Referring expression data:
-- Opening Marker --

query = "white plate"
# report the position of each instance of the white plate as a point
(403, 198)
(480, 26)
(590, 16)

-- Closing Marker --

* Task statement
What you return must be the entries, given again word for word.

* Result
query = "white plate"
# report the position of each instance of the white plate as a point
(403, 198)
(480, 26)
(590, 16)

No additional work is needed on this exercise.